• _What the task requires_: Rewrite the lines from the one with "Find stainless steel microwave." to the one with "[349, 199, 409, 235]", changing "microwave" to "wall oven" and leaving everything else as it is.
— start Provided material —
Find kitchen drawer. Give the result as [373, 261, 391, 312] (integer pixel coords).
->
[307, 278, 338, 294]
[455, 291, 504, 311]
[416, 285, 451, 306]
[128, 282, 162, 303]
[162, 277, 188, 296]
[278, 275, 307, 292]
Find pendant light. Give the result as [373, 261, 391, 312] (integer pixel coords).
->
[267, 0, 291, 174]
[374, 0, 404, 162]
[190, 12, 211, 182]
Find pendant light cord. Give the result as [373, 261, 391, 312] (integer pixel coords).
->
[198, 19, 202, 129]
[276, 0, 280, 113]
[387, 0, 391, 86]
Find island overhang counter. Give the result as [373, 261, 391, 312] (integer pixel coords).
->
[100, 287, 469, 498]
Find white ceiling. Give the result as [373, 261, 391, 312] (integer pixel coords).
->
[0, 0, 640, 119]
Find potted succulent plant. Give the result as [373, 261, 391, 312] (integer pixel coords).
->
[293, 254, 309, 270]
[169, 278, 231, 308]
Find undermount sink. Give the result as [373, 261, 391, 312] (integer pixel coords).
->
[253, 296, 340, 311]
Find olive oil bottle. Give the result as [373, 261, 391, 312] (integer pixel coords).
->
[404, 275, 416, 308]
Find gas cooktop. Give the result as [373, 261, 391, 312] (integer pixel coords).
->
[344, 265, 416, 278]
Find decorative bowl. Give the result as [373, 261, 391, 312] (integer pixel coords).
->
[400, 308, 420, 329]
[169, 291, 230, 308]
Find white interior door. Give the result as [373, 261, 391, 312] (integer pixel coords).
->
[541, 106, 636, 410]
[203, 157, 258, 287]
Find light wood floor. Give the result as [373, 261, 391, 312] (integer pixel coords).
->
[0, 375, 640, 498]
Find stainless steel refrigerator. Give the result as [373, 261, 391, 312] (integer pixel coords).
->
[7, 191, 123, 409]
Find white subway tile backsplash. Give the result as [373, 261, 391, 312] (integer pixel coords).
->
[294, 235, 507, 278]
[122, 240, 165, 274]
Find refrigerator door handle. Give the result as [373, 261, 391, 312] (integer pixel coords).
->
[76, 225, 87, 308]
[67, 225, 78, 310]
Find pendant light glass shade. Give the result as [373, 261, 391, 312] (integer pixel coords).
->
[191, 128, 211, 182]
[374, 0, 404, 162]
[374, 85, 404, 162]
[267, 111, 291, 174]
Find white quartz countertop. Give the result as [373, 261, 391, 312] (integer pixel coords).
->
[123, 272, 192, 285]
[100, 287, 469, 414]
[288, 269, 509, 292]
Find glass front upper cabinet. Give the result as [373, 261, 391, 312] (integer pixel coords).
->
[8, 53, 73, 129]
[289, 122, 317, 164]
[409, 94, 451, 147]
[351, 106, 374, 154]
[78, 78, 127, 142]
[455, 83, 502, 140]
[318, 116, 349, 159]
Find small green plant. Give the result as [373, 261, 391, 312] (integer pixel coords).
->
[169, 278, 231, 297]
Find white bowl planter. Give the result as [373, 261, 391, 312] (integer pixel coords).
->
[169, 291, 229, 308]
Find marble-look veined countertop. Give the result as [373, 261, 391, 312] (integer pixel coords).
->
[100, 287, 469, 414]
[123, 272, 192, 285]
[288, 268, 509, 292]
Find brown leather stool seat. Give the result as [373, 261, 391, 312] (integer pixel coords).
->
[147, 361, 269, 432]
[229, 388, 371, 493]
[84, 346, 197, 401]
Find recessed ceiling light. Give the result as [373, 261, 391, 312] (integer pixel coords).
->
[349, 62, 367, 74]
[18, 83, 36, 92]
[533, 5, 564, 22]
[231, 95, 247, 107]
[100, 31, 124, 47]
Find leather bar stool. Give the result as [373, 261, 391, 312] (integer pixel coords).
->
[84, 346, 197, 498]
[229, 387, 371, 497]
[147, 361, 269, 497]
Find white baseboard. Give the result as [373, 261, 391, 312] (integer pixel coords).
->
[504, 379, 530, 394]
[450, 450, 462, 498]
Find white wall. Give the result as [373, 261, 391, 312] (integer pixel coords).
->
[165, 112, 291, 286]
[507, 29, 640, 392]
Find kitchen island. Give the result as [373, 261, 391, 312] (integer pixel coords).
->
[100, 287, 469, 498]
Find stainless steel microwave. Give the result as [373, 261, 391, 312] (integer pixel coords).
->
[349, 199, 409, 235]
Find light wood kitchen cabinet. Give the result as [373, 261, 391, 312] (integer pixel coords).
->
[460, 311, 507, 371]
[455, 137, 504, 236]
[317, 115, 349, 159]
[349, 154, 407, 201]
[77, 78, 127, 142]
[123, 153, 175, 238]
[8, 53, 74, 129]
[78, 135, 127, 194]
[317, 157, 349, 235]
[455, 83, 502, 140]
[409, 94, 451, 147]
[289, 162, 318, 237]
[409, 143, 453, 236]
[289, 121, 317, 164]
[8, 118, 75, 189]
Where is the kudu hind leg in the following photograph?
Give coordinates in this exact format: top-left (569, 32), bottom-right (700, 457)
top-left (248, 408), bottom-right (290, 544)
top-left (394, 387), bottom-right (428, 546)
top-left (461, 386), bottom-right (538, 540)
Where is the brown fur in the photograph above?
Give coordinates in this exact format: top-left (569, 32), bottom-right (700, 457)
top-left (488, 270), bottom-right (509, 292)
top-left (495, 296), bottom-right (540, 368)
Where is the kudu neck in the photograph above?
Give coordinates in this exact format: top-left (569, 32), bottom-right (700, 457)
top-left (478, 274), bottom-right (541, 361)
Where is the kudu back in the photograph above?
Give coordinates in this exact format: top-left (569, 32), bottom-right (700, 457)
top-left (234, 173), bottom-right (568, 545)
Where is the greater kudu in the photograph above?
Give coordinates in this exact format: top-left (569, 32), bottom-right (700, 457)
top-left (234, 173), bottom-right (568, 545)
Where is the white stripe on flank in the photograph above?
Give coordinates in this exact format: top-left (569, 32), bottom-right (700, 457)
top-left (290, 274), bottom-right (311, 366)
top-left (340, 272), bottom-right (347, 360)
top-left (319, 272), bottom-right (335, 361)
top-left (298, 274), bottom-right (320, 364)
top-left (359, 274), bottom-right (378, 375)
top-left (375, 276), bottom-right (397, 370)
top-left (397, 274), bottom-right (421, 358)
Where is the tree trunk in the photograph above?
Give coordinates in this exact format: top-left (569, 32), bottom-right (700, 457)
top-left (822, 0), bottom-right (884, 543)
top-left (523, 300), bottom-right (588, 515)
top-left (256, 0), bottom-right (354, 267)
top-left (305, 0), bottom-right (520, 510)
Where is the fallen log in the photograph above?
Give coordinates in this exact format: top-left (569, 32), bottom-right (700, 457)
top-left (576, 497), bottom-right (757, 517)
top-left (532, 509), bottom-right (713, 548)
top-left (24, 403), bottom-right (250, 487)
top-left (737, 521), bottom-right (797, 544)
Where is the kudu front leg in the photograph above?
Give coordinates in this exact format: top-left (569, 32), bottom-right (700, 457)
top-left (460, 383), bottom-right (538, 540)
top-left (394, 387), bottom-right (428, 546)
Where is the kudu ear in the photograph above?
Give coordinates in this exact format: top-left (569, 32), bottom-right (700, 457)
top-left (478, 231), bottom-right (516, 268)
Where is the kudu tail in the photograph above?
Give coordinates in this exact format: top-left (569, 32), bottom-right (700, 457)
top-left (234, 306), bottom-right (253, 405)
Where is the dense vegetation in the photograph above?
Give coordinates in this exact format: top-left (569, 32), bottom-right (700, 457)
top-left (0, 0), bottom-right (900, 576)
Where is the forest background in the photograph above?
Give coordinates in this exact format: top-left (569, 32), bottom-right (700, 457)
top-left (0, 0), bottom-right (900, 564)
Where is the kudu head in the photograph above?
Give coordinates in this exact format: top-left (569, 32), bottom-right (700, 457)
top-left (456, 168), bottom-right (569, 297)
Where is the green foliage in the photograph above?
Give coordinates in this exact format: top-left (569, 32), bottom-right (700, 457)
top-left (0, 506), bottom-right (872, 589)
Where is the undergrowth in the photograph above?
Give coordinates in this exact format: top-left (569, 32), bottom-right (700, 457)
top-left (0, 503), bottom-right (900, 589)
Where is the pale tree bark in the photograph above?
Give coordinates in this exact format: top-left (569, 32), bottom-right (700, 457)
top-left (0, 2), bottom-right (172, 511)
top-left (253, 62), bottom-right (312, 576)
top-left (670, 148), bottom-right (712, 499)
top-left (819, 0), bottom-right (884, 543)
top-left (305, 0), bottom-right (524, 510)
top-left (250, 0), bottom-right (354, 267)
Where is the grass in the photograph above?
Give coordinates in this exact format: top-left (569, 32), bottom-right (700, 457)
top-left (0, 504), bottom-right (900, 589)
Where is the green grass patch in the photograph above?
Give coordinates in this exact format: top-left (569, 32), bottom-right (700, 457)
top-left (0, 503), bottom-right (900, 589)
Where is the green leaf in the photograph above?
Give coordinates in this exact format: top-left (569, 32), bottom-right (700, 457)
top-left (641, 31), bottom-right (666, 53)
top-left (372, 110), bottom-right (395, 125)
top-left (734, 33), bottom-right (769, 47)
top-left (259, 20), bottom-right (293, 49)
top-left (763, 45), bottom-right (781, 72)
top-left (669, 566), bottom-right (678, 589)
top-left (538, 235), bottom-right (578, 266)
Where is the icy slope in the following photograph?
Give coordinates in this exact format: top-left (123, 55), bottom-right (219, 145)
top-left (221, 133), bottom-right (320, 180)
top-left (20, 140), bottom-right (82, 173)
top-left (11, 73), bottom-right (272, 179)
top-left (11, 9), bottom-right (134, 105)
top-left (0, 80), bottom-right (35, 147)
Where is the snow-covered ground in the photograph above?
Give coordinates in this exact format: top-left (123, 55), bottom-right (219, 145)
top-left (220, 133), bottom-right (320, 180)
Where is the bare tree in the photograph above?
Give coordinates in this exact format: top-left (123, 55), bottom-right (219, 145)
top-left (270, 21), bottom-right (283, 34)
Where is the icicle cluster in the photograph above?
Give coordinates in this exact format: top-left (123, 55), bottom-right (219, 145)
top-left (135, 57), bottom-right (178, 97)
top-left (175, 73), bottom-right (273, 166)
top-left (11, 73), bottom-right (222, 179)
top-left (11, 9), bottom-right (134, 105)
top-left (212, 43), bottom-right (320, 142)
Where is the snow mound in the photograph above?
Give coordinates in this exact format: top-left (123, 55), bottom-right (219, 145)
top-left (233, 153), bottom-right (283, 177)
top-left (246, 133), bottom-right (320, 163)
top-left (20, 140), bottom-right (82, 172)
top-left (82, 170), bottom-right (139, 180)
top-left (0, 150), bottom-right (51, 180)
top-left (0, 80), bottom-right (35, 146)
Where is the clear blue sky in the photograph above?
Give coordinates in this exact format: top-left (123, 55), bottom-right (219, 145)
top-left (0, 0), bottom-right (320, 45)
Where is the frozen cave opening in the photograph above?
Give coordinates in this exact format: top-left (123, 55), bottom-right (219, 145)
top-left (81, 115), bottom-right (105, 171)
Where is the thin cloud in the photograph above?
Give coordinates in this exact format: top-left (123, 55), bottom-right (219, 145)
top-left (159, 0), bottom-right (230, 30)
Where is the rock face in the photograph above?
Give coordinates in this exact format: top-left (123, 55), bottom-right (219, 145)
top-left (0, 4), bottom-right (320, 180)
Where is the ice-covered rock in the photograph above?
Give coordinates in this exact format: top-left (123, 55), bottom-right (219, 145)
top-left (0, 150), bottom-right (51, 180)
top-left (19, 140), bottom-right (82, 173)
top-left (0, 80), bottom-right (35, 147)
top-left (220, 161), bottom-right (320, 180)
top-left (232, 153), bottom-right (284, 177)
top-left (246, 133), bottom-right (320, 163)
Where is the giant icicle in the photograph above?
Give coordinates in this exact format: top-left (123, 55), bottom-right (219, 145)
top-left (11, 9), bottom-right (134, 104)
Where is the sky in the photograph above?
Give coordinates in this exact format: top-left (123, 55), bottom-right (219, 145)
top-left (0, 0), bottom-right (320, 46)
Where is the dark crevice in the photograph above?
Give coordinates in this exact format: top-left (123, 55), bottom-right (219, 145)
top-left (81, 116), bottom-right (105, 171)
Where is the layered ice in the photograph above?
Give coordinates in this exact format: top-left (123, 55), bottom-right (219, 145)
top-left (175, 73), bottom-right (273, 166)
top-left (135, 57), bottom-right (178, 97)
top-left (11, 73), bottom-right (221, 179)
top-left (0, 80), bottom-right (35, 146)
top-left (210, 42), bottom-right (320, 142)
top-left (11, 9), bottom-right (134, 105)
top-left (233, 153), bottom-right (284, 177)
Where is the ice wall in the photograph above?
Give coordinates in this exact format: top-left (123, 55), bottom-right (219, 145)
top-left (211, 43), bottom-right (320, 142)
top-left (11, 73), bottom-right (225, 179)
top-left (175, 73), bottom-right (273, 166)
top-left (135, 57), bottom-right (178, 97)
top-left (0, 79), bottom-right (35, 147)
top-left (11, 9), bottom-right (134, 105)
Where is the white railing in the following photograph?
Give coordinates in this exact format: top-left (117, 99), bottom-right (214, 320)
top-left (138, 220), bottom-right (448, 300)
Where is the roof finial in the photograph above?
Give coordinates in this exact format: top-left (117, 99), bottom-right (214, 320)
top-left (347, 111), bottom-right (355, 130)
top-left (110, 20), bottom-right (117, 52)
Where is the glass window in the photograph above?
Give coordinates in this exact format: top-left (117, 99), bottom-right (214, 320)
— end Provided material —
• _Solution to the problem_:
Find stainless steel wall oven. Give the result as [373, 261, 391, 312] (integer pixel coords).
->
[349, 199, 409, 235]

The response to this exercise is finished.